◆ **DIRECTIONS**:
a) Reproduce verbatim the passage of the Orange 21 earnings release from "August 15, 2011" to "were $9.5 million.".
b) Continue the Orange 21 earnings release from its last sentence.

◆ **EXTRACT PROVIDED**:
━━━━━━━━━━━━━━━━
SOURCE: Orange 21 Inc.

Orange 21 Inc.

August 15, 2011 17:36 ET

Orange 21 Inc. Reports Financial Results for the Three Months Ended June 30, 2011; Announces Investor Conference Call

CARLSBAD, CA--(Marketwire - Aug 15, 2011) - Orange 21 Inc. (OTCBB: ORNG) today announced financial results for the quarter ended June 30, 2011.

Net sales increased by $0.6 million, or 7%, to $9.0 million for the three months ended June 30, 2011, compared to $8.4 million on a "pro forma" basis for the three months ended June 30, 2010. "Pro forma" numbers exclude the net sales from our LEM, S.r.l. subsidiary that we sold effective December 31, 2010. Net sales for the three months ended June 30, 2010, including the net sales from LEM, were $9.5 million.

The growth achieved in the second quarter of 2011 almost offset a modest net sales decline of $0.1 million for the first six months ending June 30, 2011. Net sales were $15.7 million for the six months ended June 30, 2011, compared to $15.8 million on a "pro forma" basis (excluding the impact of our sale of LEM in December 2010) for the six months ended June 30, 2010. Net sales as reported for the six months ended June 30, 2010, including the net sales from LEM, were $17.8 million.

The 2010 "pro forma" net sales amounts described above exclude the $1.1 million and $2.0 million during the three and six month periods ended June 30, 2010, respectively, of sales products manufactured for third party customers rather than for the Company by its former Italian manufacturing subsidiary, LEM. LEM was sold on December 31, 2010, as such LEM's operations were not included in the Company's consolidated results for the three or six month periods ended June 30, 2011. However, LEM sales remain included in our consolidated results for the three and six month periods ended June 30, 2010. Set forth below are "pro forma" financial tables which set forth our operating results for the three and six months ended June 30, 2010 as if we did not own LEM during those periods.
━━━━━━━━━━━━━━━━
◆ **COLLECTED DATA**:

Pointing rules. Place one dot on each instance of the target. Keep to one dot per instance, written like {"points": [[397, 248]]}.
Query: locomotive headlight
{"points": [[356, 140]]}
━━━━━━━━━━━━━━━━
◆ **TASK RESPONSES**:
a)
August 15, 2011 17:36 ET

Orange 21 Inc. Reports Financial Results for the Three Months Ended June 30, 2011; Announces Investor Conference Call

CARLSBAD, CA--(Marketwire - Aug 15, 2011) - Orange 21 Inc. (OTCBB: ORNG) today announced financial results for the quarter ended June 30, 2011.

Net sales increased by $0.6 million, or 7%, to $9.0 million for the three months ended June 30, 2011, compared to $8.4 million on a "pro forma" basis for the three months ended June 30, 2010. "Pro forma" numbers exclude the net sales from our LEM, S.r.l. subsidiary that we sold effective December 31, 2010. Net sales for the three months ended June 30, 2010, including the net sales from LEM, were $9.5 million.

b)
The Company incurred a net loss of $3.0 million for the three months ended June 30, 2011 compared to a net income of $408,000 for the three months ended June 30, 2010. The net loss for the three months ended June 30, 2011 included $2.0 million in other operating expenses primarily because the estimated future cash flows from the sale of certain licensed products would be insufficient to cover the remaining royalty obligations. The net losses for the three months ended June 30, 2011 and 2010, also included $537,000 and $167,000, respectively, in non-cash share-based compensation and warrant expenses.

"We are very pleased with the growth we generated this quarter, especially following the significant decline the Company had last quarter," said Orange 21 President Michael Marckx. "We are optimistic that we can continue to improve our sales execution and implement growth strategies to enhance our market position as we continue to reshape the organization for ongoing future success. Our new team's focus on the marketing, product development and sales programs to leverage the core SPY Optic™ brand appears to be gaining traction on many fronts. We are particularly enthused by our strong position in snow goggles and we really look forward to the second half of this year."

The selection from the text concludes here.